* WHAT IS EXPECTED: Using the entries below, write out the line with "- **Object to find**: the ukrainian", the line with "- **Object to find**: the granite monument", and every line in between, exactly as each is written.

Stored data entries
• • • • •
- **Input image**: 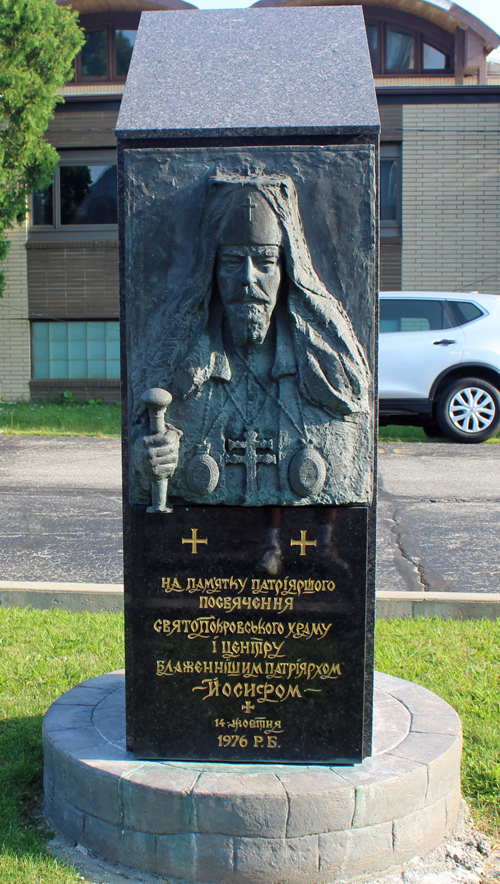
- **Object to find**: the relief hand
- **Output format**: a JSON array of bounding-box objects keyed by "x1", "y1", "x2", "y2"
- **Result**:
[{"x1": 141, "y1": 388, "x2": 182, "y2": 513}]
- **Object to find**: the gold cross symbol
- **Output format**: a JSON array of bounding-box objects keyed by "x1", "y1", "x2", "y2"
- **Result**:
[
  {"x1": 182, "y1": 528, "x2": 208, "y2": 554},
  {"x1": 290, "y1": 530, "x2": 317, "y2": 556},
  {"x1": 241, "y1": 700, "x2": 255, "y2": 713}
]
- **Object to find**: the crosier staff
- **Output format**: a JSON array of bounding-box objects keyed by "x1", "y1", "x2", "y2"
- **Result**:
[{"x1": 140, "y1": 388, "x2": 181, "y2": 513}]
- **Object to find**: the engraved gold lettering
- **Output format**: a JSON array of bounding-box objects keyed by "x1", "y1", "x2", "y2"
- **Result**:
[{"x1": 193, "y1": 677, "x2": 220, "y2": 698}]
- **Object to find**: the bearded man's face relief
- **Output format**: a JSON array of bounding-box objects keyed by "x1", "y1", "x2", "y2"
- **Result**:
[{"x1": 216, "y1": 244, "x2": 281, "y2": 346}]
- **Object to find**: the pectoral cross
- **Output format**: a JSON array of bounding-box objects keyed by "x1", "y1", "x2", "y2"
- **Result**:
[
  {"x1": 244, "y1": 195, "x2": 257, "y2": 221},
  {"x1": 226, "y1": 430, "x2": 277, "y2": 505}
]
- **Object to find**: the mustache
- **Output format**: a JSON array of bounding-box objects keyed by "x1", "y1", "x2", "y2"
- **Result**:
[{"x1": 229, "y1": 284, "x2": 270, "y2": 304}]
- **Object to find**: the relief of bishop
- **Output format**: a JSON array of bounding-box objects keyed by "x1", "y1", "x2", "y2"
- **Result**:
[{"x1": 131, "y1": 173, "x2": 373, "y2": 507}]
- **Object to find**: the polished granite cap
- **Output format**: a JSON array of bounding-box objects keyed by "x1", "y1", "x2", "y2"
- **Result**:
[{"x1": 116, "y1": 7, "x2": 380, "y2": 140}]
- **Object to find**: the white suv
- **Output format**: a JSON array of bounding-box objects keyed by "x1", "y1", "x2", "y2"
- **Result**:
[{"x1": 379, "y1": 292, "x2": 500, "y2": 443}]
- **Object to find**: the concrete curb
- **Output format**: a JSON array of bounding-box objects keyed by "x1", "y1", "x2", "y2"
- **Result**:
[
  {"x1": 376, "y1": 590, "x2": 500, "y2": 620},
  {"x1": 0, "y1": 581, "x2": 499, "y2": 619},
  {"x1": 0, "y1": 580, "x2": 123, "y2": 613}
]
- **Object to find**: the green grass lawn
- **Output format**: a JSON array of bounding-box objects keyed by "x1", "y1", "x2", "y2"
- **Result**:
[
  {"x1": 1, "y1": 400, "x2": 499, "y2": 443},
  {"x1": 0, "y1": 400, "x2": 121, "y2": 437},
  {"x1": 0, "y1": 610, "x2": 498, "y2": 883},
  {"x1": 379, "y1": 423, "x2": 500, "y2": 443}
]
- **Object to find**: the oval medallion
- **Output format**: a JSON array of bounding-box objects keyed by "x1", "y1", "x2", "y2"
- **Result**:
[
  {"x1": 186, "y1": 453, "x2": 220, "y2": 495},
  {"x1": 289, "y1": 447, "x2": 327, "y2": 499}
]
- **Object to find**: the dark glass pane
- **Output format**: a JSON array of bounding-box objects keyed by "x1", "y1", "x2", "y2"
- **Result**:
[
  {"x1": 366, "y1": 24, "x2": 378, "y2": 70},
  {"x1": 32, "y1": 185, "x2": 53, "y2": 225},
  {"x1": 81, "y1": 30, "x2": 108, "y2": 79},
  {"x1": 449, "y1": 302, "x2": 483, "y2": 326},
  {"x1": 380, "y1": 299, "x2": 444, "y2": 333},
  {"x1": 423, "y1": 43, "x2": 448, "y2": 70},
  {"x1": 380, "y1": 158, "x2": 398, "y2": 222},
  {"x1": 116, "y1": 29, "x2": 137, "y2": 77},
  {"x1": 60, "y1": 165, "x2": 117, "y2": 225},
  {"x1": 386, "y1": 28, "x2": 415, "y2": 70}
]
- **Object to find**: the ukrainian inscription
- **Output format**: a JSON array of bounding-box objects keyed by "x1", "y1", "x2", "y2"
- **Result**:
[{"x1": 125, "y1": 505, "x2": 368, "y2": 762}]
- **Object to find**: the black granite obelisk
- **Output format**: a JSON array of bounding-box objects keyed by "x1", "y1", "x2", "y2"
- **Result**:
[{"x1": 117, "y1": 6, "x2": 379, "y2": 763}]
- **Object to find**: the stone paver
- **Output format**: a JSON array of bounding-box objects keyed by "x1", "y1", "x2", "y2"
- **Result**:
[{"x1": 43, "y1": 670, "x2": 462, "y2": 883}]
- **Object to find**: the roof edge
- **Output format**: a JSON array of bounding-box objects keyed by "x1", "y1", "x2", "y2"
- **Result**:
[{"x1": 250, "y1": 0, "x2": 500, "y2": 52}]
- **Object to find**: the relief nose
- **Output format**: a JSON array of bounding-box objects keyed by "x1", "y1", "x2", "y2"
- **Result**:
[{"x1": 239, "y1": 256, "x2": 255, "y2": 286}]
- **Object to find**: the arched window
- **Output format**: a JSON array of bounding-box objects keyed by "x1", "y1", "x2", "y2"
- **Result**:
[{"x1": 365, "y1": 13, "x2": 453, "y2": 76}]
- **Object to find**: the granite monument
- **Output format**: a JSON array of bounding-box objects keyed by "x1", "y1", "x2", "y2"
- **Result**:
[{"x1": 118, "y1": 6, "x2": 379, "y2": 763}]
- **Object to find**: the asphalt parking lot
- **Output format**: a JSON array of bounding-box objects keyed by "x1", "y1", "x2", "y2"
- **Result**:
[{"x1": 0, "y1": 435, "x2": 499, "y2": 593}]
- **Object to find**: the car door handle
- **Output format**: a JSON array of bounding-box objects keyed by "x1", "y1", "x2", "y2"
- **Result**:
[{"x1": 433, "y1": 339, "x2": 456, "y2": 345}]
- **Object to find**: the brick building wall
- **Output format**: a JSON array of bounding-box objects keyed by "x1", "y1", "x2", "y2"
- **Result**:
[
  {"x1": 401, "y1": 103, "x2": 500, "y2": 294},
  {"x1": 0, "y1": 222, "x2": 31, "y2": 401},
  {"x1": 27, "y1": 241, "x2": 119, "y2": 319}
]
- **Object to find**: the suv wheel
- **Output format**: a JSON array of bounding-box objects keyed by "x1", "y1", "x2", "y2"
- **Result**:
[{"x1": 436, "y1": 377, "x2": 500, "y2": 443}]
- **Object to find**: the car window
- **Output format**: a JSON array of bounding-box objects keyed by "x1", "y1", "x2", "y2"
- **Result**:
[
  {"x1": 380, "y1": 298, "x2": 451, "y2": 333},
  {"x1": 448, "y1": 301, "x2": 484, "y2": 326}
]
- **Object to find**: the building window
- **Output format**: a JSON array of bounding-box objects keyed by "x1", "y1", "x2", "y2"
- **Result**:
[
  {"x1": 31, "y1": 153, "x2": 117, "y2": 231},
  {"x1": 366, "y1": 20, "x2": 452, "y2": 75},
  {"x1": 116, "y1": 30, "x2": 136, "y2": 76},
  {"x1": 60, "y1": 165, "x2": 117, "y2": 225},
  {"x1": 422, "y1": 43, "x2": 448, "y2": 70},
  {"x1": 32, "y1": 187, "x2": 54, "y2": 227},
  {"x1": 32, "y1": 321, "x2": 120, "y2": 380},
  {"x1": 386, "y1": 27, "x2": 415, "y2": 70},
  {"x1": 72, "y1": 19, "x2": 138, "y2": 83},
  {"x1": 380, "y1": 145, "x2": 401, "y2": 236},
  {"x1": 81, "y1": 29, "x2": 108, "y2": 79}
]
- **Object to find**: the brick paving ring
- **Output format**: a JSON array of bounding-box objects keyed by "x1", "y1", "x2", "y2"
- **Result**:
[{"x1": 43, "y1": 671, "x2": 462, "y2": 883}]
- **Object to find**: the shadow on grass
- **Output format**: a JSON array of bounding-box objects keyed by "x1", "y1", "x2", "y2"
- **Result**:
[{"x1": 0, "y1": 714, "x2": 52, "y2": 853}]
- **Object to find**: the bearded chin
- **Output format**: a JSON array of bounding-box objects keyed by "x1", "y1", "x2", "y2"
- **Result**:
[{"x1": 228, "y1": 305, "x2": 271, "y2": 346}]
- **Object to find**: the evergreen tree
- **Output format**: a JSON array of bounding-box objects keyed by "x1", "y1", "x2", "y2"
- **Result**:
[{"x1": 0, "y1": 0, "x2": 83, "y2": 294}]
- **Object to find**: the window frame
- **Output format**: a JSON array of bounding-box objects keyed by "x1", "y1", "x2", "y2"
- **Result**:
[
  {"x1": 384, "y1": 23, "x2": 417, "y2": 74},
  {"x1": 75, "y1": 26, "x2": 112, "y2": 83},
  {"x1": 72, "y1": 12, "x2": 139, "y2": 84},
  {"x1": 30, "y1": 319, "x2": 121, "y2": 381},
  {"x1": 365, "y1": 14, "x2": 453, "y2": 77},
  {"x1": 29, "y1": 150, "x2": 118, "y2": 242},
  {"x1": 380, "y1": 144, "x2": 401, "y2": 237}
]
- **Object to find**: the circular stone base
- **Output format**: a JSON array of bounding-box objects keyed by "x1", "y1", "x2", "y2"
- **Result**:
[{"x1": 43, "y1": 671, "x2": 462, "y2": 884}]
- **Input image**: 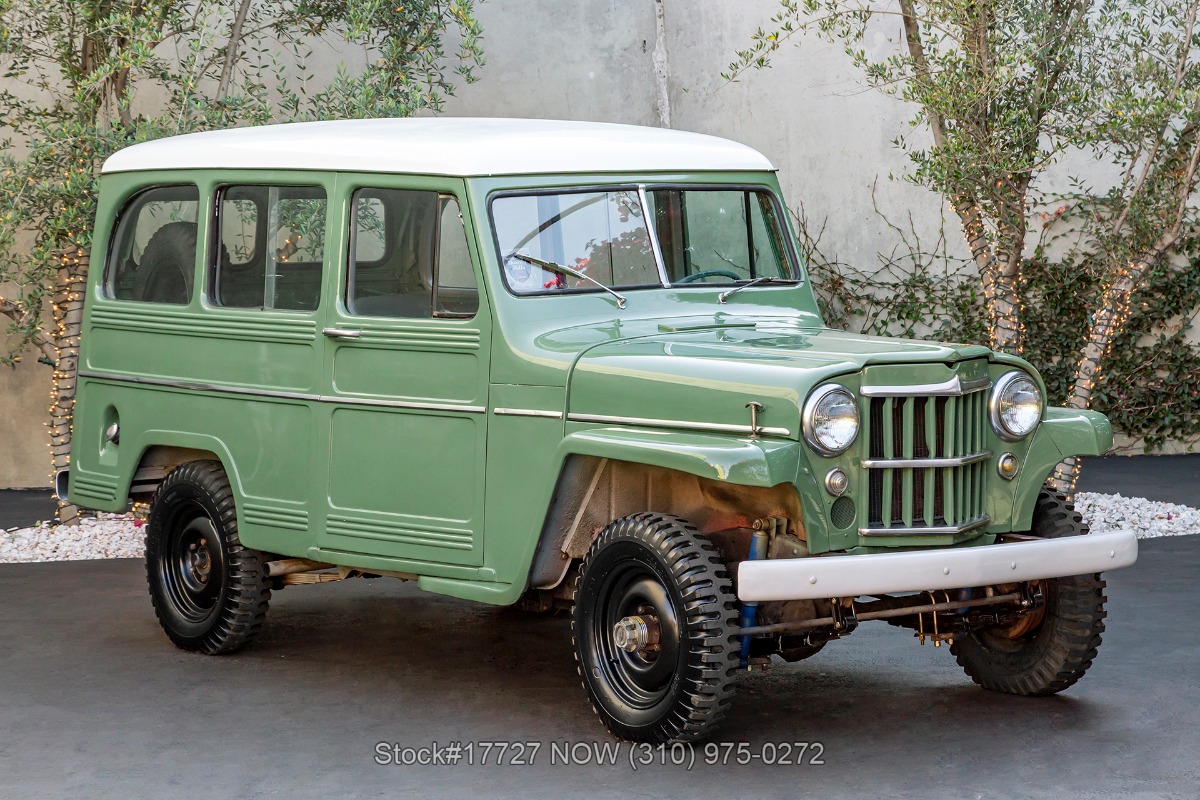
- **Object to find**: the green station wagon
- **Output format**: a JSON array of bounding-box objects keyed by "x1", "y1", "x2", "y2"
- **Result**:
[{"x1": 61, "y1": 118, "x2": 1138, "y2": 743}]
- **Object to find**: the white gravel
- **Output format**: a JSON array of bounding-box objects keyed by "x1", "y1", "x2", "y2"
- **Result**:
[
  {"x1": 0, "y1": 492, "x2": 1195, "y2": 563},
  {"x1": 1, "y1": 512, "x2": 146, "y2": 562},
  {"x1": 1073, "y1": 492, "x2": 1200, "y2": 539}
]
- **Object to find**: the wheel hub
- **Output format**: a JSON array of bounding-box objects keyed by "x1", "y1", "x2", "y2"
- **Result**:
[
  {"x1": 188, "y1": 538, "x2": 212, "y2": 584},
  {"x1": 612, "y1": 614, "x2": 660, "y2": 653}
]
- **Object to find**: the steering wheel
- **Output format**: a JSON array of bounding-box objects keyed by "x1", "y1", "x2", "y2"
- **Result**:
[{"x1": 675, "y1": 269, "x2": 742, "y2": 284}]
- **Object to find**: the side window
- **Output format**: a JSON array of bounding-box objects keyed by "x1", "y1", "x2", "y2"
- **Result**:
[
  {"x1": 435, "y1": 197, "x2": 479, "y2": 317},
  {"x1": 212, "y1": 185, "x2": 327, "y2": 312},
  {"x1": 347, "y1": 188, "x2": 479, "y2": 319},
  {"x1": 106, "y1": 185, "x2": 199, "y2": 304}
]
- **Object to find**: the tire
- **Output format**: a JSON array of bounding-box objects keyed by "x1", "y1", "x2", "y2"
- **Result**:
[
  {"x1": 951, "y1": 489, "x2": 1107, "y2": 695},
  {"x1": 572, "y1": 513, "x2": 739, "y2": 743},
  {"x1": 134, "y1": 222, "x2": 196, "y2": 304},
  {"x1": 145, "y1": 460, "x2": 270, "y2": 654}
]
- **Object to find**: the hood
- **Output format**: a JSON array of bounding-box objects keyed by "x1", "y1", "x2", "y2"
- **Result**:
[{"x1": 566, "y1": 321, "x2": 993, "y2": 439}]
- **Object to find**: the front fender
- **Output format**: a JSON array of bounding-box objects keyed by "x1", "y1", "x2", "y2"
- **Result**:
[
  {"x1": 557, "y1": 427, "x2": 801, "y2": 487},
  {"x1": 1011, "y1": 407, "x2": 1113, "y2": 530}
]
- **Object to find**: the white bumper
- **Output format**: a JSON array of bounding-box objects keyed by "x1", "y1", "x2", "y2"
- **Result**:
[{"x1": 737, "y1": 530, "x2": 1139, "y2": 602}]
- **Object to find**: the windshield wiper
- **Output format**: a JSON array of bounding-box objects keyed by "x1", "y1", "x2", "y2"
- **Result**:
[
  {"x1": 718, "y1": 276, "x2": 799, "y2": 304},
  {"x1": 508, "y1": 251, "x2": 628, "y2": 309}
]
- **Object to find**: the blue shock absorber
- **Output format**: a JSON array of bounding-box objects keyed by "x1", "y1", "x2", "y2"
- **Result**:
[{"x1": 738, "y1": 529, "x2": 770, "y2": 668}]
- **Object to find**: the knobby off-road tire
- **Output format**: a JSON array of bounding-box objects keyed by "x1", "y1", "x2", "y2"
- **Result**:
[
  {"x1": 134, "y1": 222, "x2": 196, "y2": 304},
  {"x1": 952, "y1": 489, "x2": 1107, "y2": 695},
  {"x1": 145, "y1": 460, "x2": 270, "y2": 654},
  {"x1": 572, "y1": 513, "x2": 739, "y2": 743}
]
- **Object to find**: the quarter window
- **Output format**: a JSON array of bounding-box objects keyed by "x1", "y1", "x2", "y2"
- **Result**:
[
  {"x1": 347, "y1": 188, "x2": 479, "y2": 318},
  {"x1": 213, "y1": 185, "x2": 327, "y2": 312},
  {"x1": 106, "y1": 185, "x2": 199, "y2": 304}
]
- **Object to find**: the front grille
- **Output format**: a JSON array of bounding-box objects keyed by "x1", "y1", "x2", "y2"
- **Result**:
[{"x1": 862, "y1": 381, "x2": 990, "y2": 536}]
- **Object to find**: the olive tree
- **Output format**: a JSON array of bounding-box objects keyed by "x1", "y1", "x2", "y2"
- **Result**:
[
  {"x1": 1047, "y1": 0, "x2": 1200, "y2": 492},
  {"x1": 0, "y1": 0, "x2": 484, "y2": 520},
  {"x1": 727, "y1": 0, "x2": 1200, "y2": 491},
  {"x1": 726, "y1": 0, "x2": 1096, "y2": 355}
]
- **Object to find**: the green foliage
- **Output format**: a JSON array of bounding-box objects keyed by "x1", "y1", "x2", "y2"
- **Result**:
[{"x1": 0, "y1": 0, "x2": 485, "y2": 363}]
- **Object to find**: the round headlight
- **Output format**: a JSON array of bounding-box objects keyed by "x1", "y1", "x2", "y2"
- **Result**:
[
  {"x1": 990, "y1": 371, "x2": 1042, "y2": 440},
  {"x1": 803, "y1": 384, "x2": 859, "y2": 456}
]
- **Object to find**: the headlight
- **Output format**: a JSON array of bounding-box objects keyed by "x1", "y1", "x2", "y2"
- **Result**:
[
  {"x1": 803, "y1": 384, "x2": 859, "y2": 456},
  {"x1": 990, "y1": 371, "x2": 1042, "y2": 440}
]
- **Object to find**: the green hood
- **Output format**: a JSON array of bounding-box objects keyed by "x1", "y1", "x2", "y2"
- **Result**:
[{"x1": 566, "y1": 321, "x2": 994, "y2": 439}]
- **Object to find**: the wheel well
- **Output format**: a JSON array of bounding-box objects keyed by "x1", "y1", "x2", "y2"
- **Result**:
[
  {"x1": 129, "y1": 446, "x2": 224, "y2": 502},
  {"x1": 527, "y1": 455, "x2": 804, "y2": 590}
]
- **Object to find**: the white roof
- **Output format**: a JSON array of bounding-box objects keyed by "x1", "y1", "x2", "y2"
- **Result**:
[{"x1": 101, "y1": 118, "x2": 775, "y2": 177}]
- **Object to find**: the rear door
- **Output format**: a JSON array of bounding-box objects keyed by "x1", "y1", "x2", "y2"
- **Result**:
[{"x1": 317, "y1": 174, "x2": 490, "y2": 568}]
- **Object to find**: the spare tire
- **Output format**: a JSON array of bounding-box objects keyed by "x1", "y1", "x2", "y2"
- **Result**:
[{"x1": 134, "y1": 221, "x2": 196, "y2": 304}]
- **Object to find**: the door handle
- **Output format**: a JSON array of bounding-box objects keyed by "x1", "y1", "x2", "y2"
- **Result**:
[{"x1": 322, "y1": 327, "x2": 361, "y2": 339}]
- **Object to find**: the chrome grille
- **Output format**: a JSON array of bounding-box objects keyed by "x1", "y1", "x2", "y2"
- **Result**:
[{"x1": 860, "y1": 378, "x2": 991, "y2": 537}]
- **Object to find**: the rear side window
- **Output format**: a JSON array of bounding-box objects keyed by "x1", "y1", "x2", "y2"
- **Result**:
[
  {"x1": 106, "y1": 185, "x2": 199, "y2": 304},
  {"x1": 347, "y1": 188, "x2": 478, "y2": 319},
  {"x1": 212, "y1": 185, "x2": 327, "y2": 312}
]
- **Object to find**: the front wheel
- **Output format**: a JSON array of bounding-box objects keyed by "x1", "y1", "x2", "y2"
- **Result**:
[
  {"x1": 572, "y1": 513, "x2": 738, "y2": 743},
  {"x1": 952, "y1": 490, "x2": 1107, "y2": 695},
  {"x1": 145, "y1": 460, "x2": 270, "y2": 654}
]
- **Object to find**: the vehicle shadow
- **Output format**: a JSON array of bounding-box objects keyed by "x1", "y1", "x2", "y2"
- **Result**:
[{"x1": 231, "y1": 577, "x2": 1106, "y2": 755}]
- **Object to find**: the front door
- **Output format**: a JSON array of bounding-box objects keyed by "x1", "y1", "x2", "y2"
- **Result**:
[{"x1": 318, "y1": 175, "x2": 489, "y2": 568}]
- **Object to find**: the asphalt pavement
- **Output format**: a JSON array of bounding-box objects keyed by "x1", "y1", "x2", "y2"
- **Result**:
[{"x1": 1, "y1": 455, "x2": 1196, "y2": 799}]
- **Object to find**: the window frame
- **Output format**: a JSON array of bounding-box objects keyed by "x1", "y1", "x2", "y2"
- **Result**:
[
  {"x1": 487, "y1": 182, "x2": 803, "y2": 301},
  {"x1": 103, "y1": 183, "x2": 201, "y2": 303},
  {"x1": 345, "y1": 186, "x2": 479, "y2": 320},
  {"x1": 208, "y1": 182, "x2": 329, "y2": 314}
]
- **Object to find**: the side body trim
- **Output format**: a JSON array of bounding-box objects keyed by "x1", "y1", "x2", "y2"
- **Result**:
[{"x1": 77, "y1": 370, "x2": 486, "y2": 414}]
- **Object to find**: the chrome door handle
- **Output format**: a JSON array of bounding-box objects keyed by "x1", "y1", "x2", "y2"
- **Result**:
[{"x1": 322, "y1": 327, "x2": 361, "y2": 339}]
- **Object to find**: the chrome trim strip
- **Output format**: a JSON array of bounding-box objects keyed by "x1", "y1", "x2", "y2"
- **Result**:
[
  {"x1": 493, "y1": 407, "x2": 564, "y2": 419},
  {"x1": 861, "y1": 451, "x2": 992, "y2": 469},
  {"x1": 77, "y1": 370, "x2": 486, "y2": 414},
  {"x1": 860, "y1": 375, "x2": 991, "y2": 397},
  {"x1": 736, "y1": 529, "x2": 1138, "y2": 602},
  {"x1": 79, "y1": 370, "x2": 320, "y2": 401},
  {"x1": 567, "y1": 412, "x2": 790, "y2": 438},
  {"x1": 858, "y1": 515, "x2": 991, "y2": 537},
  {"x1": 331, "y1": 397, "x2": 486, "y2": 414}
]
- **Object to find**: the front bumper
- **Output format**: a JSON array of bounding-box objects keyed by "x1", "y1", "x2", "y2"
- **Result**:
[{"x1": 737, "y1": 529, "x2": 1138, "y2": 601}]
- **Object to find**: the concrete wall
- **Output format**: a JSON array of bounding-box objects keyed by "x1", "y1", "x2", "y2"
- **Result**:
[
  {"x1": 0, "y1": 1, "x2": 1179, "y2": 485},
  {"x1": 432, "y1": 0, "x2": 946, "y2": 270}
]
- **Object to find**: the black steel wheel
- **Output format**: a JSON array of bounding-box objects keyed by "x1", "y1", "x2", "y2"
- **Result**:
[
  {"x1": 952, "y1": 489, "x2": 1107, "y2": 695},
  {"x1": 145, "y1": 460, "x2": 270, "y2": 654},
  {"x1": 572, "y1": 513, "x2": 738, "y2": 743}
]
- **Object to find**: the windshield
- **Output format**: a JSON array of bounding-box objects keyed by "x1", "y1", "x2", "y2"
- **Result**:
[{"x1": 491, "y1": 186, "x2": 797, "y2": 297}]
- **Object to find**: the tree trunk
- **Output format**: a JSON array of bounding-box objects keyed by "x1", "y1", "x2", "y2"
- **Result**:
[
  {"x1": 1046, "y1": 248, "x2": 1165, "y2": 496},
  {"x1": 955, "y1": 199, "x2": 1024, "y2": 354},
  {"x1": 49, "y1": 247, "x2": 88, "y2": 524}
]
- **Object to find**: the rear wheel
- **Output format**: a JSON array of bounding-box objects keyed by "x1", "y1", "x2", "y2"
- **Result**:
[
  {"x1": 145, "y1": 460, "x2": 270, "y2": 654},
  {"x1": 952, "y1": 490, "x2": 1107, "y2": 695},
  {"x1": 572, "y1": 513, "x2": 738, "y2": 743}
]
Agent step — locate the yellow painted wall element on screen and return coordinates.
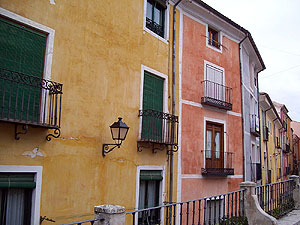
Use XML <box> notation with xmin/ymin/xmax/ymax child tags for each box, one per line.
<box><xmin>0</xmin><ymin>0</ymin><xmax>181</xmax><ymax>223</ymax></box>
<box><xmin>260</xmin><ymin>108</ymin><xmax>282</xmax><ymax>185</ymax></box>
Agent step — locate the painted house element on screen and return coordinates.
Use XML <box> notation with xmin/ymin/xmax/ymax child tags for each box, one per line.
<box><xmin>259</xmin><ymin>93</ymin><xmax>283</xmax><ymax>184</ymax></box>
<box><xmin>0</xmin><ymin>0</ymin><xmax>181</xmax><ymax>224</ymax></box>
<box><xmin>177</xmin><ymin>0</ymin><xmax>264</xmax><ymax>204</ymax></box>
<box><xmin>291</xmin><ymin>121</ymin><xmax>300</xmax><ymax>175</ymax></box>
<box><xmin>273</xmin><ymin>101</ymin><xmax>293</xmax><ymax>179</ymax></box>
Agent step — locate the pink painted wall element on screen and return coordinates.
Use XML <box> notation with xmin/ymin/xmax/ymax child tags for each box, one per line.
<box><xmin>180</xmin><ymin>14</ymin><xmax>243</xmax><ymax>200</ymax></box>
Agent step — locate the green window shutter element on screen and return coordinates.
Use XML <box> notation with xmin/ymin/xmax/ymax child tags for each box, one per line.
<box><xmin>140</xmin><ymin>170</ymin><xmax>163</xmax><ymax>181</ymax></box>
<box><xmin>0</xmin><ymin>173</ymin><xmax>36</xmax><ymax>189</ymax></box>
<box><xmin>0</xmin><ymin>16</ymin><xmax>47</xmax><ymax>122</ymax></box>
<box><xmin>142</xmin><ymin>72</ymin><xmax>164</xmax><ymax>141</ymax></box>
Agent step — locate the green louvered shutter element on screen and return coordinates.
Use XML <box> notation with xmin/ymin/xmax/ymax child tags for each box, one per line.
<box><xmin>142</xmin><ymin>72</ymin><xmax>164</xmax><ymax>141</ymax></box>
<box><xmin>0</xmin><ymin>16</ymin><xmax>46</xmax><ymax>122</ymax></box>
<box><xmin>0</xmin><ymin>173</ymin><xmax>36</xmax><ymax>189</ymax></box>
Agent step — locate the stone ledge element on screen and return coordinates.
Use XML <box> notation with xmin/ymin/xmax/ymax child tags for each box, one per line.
• • • • •
* RESPONSE AREA:
- **Object to find**: the ukrainian inscription
- **Output format**: a JSON array of bounding-box objects keyed by "x1", "y1", "x2", "y2"
- **Result**:
[{"x1": 125, "y1": 505, "x2": 368, "y2": 762}]
- **Object to find**: the black granite obelisk
- **Output format**: a JSON array of bounding-box objects keyed by "x1", "y1", "x2", "y2"
- **Result**:
[{"x1": 117, "y1": 6, "x2": 379, "y2": 763}]
- **Object to find**: the stone paver
- **Output format**: a JSON array of bounding-box objects keyed by "x1", "y1", "x2", "y2"
- **Result**:
[{"x1": 43, "y1": 670, "x2": 462, "y2": 883}]
- **Object to find**: the roof edge
- **Output format**: a JSON array of bounding-box objects keyed by "x1", "y1", "x2", "y2"
- **Result**:
[{"x1": 250, "y1": 0, "x2": 500, "y2": 52}]
- **Object to find**: the relief nose
- **Output format**: a JSON array of bounding-box objects keyed by "x1", "y1", "x2", "y2"
- **Result**:
[{"x1": 239, "y1": 256, "x2": 255, "y2": 286}]
- **Object to find**: the arched window
- **Output format**: a JSON array of bounding-box objects keyed by "x1", "y1", "x2", "y2"
- **Result**:
[{"x1": 365, "y1": 13, "x2": 453, "y2": 76}]
- **Object to find**: the granite monument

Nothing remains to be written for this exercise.